- **WRITTEN TASK**
From the line containing "for every instance of the large white" to the end of the listing, write out every line exactly; leave out everything else.

** start of RECORDS TO PROCESS **

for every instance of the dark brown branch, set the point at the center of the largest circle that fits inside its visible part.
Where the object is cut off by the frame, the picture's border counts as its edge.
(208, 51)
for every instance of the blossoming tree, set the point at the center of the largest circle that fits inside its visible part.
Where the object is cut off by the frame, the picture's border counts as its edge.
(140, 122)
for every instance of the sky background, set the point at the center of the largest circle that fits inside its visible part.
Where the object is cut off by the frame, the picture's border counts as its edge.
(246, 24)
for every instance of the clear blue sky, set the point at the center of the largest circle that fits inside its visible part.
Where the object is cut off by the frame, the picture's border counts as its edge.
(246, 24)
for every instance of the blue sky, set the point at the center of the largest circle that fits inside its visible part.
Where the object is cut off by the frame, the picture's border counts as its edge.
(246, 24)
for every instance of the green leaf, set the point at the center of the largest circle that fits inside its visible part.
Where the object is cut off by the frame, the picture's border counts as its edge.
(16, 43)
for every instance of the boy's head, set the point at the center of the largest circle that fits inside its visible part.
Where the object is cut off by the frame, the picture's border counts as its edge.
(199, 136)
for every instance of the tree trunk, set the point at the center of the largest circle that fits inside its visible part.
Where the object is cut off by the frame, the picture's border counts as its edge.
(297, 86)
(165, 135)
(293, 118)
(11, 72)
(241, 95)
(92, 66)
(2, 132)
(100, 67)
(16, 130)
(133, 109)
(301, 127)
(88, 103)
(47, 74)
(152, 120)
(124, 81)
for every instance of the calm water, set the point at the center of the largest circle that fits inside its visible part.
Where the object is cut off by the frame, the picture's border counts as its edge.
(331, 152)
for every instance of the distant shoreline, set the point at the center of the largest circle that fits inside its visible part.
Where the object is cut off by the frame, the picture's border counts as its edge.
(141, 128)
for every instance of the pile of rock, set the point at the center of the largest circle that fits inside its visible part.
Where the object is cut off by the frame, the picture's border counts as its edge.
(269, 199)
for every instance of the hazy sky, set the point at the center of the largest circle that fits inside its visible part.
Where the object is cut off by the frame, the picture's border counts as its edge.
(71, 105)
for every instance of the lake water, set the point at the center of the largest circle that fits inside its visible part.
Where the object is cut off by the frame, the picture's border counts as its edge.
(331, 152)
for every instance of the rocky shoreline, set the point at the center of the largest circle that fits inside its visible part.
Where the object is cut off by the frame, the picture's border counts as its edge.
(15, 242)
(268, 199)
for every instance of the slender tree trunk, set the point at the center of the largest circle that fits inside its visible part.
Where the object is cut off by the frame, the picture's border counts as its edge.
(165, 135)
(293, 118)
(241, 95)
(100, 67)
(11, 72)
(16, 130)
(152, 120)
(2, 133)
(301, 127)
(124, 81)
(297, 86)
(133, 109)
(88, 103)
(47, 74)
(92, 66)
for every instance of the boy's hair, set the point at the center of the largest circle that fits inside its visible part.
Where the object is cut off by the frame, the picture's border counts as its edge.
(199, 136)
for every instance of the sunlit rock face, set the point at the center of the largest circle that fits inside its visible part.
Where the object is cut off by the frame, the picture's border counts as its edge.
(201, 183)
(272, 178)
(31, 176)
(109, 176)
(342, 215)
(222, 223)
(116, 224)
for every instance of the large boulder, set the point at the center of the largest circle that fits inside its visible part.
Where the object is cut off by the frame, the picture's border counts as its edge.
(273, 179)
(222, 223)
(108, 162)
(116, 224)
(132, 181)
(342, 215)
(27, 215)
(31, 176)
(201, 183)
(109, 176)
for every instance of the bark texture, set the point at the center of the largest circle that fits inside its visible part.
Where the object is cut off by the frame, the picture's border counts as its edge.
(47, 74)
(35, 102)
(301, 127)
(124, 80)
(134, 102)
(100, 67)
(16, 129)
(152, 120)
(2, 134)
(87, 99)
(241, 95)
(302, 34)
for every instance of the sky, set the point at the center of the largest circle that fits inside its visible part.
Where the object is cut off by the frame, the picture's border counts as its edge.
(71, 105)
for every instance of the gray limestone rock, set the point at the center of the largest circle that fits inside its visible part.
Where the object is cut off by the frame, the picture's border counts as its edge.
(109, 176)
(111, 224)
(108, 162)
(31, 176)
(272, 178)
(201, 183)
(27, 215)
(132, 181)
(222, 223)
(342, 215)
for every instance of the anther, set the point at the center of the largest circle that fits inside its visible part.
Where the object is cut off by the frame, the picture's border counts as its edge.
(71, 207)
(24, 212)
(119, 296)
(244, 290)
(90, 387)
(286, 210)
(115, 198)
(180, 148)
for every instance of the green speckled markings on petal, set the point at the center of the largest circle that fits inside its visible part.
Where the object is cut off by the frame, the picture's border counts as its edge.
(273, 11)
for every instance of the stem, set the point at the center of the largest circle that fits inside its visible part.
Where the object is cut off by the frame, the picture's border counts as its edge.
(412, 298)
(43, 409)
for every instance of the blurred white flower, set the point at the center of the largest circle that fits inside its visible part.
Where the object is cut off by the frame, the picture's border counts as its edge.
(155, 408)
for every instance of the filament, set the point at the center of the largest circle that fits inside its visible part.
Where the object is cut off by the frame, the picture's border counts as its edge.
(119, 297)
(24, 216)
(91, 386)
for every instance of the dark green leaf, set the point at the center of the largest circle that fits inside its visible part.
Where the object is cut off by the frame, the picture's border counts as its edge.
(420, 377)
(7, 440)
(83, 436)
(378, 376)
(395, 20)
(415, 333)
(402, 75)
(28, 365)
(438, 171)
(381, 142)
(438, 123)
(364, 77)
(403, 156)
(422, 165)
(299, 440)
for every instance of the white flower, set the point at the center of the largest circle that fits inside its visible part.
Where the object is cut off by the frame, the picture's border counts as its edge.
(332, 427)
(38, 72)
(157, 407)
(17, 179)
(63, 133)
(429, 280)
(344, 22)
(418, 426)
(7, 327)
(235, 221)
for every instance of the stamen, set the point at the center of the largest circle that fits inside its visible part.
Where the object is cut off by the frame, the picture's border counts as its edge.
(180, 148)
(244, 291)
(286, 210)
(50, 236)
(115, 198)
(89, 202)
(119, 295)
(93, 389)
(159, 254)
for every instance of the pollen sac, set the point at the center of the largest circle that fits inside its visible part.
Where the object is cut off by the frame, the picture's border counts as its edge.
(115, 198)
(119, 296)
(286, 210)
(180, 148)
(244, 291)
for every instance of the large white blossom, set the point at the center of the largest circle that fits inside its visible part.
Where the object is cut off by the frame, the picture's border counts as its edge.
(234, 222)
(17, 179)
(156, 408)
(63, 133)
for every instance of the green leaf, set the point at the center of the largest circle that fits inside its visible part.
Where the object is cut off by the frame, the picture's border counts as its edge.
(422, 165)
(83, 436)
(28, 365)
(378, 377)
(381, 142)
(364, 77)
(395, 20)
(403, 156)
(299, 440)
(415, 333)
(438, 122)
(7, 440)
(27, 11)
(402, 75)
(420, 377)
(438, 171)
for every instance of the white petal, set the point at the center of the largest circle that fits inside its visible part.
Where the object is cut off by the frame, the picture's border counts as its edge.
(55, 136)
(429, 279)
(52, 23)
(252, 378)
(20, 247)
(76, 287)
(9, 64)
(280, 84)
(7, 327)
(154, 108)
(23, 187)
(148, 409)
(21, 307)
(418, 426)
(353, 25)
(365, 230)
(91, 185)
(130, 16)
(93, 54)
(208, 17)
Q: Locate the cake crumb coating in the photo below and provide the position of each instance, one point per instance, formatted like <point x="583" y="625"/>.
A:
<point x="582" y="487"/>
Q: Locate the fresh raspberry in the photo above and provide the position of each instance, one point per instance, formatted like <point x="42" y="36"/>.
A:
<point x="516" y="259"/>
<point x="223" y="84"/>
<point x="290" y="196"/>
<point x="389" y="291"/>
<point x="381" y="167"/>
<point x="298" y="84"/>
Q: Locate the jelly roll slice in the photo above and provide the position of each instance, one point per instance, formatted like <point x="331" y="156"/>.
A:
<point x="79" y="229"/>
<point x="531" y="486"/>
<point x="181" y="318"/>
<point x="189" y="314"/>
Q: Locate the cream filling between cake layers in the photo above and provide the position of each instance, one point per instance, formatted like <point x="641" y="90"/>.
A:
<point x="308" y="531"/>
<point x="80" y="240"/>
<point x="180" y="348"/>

** end of RECORDS TO PROCESS **

- **ANSWER**
for every instance of the large white blossom, set the point at the center of the largest circle that fits inside its visible part.
Where the object is cut off by the frame, the picture's border counts as its edge.
(234, 222)
(17, 179)
(156, 408)
(63, 133)
for every instance of the green leaf, set the point at the center of the largest circle that fits inside its visible part.
Where the object is cut off by the frame, the picture's border counts as its edge.
(422, 165)
(83, 436)
(28, 365)
(378, 377)
(381, 142)
(364, 77)
(395, 20)
(403, 156)
(299, 440)
(415, 333)
(438, 122)
(7, 440)
(27, 11)
(402, 75)
(420, 377)
(438, 171)
for every instance of the white petal, set the point at the center of the largest circle that fits inside its visible part.
Where the object is cut off by the frame, the picture's border counts as its edge.
(55, 136)
(429, 279)
(52, 23)
(252, 378)
(20, 247)
(76, 287)
(9, 64)
(280, 84)
(7, 327)
(154, 108)
(23, 187)
(148, 409)
(21, 307)
(418, 426)
(353, 25)
(365, 230)
(91, 185)
(130, 16)
(93, 54)
(208, 17)
Q: Locate the cake crumb coating in the photo below and provide the position of each instance, one point per instance, formatted like <point x="583" y="625"/>.
A:
<point x="582" y="487"/>
Q: Locate the fresh raspberry in the photo above and provide the position of each instance, one point per instance, formatted like <point x="42" y="36"/>.
A:
<point x="516" y="259"/>
<point x="223" y="84"/>
<point x="290" y="196"/>
<point x="389" y="291"/>
<point x="381" y="167"/>
<point x="298" y="84"/>
Q: Locate the jelly roll slice in the photo above and provide the position of each instance, one point per instance, formatted like <point x="331" y="156"/>.
A:
<point x="79" y="229"/>
<point x="531" y="486"/>
<point x="181" y="318"/>
<point x="189" y="314"/>
Q: Locate the cream filling between cake layers in the photo above and provide the position of each instance, one point per instance, formatted like <point x="641" y="90"/>.
A:
<point x="308" y="531"/>
<point x="80" y="240"/>
<point x="180" y="348"/>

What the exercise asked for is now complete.